SET PROBLEM: Which lines in the items below contain the word "stem"? Gather each of them and copy it out.

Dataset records

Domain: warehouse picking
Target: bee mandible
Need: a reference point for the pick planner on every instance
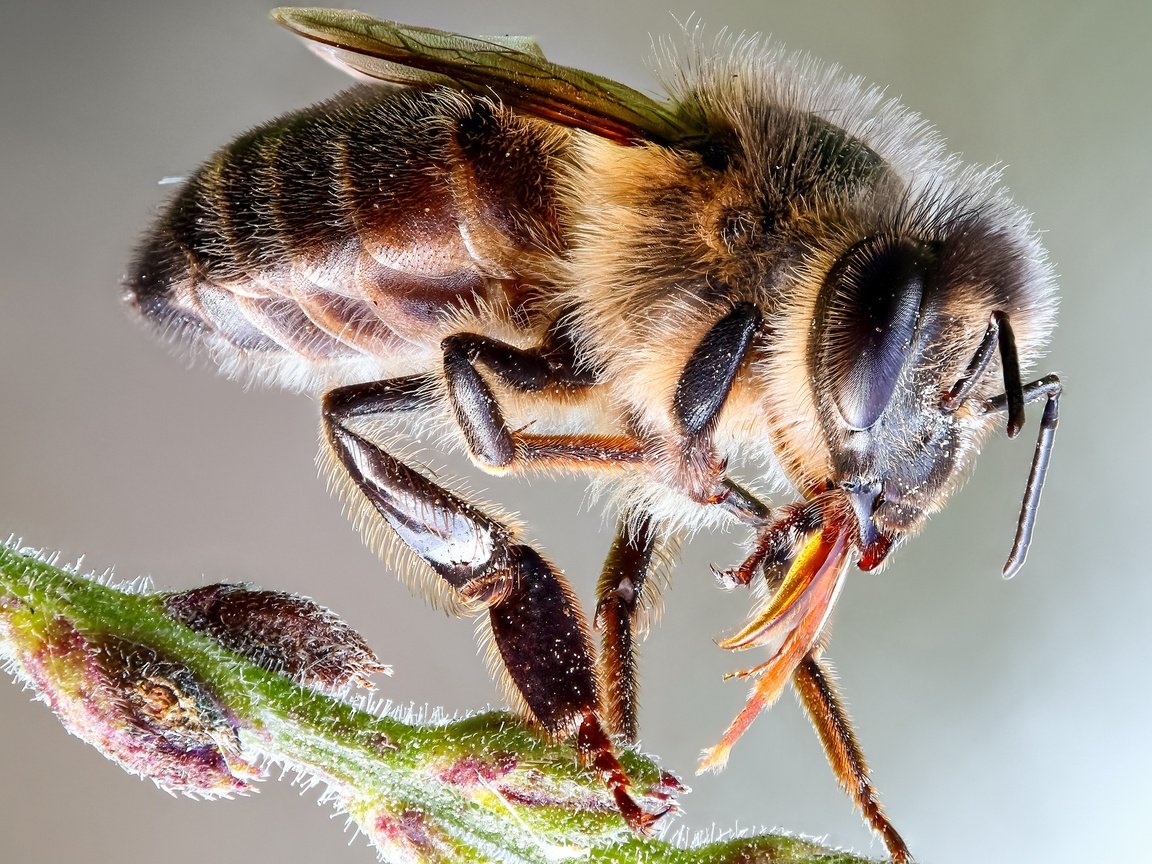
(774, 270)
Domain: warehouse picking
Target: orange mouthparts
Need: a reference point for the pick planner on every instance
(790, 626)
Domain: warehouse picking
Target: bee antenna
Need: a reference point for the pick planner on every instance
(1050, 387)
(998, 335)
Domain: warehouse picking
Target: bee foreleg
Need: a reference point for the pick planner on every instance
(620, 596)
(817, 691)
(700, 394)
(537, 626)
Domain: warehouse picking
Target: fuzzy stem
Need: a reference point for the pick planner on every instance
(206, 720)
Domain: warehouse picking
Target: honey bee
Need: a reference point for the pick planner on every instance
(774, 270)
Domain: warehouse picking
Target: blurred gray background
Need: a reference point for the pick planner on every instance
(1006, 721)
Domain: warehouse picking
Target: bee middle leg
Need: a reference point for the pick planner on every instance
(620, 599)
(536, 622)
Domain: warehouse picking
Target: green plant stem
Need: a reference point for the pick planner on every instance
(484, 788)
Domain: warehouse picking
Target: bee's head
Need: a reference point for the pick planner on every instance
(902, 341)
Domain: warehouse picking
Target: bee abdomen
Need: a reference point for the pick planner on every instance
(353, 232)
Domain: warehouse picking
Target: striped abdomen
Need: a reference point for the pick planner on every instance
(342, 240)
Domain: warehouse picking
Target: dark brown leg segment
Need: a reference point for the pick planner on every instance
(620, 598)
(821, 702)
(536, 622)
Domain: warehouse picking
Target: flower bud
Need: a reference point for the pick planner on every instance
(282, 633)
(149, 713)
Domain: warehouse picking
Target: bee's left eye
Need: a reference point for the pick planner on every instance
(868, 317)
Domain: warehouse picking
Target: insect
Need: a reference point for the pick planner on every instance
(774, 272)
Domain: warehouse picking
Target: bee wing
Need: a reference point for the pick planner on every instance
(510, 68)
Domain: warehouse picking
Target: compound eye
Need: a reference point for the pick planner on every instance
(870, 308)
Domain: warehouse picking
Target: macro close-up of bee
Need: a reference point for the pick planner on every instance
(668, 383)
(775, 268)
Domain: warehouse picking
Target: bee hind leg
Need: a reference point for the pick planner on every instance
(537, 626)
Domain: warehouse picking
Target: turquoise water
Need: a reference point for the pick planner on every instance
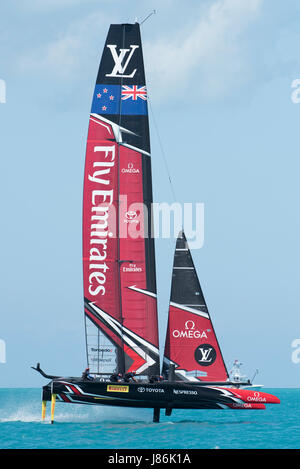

RESPONSE:
Target: fuzzy stem
Target: green plant stem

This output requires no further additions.